### Extrait
= = = = =
Il s'agit, donc, de faire un état des associations de jeunesse en zone occupée; le gouvernement souhaite en étudier les possibilité de développement.

Fernand de Brinon vante la collaboration, et la place de la France dans la nouvelle Europe, avec '' ses pâturages, ses troupeaux, ses vergers ; l'attrait du tourisme et le prestige du luxe, l’œuvre du paysan et celle de l'ouvrier...'' etc..

Certes, reconnaît-il, la jeunesse doit, à Vichy comme à Paris, se pénétrer d’un certain nombre de valeurs morales, se pétrir de la culture du chef, obéir à une rigoureuse formation physique, s’accommoder d’une hygiène de vie et de canons de virilité extrêmement stricts, bref, donner naissance à l’homme nouveau que nous appelons de nos vœux....

L'Allemagne nous en donne l'exemple, mais, pour être franc, elle se méfie de la multiplicité des mouvements que promeut Vichy ; une jeunesse européenne, unique serait idéale...

Le SGJ s’est installé dans un vieil hôtel du faubourg Saint-Honoré.

Lancelot comprend bien vite, que si Vichy, considère les mouvements de jeunesse, comme « les véritables animateurs de la Révolution nationale » ; les ''collaborationnistes '' ont une vision plus idéologique et stratégique ; à l'image des Jeunesses Populaires Françaises de Doriot qui proclame que « la jeunesse doit être une » pour être forte. Unir les mouvements de jeunesse, contre l'avis de Vichy, est l'idée défendue par Georges Pelorson.

JPF - Jeunesse avec Doriot -1943

Lancelot reçoit diverses accréditations pour aller visiter et questionner des associations à orientation autoritaire comme les ''Jeunes du Maréchal '' , ou l' '' Union générale des étudiants de Paris.'' Il pourra rencontrer Roland Goguillot ( un ancien militant trotskyste), pour les JNP, les jeunes du RNP de Marcel Déat. Tous ces gens tiennent en peu d'estime l'entourage du Maréchal, qu'ils considèrent comme bourgeois, conservateur et clérical.
= = = = =
### Consigne 1
Dressez la liste de toutes les personnes désignées par leur nom propre dans l'extrait.
### Consigne 2
Reproduisez à l'identique la partie de l'extrait qui s'ouvre sur les mots contenant « Lancelot reçoit diverses » et se clôt sur « conservateur et clérical. ».

### Entrées fournies
= = = = =
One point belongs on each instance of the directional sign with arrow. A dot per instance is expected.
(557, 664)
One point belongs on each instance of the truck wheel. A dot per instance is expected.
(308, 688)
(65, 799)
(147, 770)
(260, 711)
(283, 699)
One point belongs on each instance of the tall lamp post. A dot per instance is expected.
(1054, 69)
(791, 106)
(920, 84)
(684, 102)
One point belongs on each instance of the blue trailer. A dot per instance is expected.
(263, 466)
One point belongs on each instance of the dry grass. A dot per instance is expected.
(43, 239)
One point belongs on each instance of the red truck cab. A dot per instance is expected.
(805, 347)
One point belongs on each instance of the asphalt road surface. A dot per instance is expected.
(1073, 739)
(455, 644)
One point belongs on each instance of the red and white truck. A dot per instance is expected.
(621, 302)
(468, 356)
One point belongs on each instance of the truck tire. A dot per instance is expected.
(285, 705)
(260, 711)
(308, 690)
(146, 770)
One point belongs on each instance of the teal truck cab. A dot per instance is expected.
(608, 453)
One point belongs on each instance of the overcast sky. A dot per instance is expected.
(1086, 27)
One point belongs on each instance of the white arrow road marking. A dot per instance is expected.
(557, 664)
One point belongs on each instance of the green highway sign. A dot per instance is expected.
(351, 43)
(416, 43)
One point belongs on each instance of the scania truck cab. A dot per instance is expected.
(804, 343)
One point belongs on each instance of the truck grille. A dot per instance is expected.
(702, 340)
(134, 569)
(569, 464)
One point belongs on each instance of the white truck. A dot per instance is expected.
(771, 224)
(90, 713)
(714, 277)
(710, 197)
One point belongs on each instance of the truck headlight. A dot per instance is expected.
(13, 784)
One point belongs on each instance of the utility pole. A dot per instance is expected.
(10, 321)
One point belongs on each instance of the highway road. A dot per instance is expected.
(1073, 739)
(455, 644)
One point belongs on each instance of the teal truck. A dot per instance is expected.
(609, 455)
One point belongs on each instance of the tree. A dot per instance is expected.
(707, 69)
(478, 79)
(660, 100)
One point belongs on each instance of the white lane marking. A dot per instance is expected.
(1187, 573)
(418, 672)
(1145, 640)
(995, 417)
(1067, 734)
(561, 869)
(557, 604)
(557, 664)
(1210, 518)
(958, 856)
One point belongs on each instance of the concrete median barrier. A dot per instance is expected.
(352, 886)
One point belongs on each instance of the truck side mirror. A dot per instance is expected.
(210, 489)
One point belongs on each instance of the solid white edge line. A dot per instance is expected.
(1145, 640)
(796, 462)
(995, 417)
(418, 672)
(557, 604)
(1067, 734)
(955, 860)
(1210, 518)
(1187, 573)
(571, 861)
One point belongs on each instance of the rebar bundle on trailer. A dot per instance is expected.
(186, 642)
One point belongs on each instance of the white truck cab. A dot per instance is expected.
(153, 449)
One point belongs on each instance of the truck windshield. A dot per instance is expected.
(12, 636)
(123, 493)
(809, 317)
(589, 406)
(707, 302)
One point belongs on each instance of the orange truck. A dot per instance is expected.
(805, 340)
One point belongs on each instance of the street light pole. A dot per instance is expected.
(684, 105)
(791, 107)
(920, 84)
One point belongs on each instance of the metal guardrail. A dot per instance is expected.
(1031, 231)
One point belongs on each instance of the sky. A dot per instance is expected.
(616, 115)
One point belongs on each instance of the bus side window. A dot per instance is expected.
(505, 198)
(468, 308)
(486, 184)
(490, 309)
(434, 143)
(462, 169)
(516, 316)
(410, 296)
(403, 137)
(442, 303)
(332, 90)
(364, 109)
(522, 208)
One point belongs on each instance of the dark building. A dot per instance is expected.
= = = = =
### Réponse intégrale 1
- Fernand de Brinon
- Lancelot
- Doriot
- Georges Pelorson
- Roland Goguillot
- Marcel Déat

### Réponse intégrale 2
Lancelot reçoit diverses accréditations pour aller visiter et questionner des associations à orientation autoritaire comme les ''Jeunes du Maréchal '' , ou l' '' Union générale des étudiants de Paris.'' Il pourra rencontrer Roland Goguillot ( un ancien militant trotskyste), pour les JNP, les jeunes du RNP de Marcel Déat. Tous ces gens tiennent en peu d'estime l'entourage du Maréchal, qu'ils considèrent comme bourgeois, conservateur et clérical.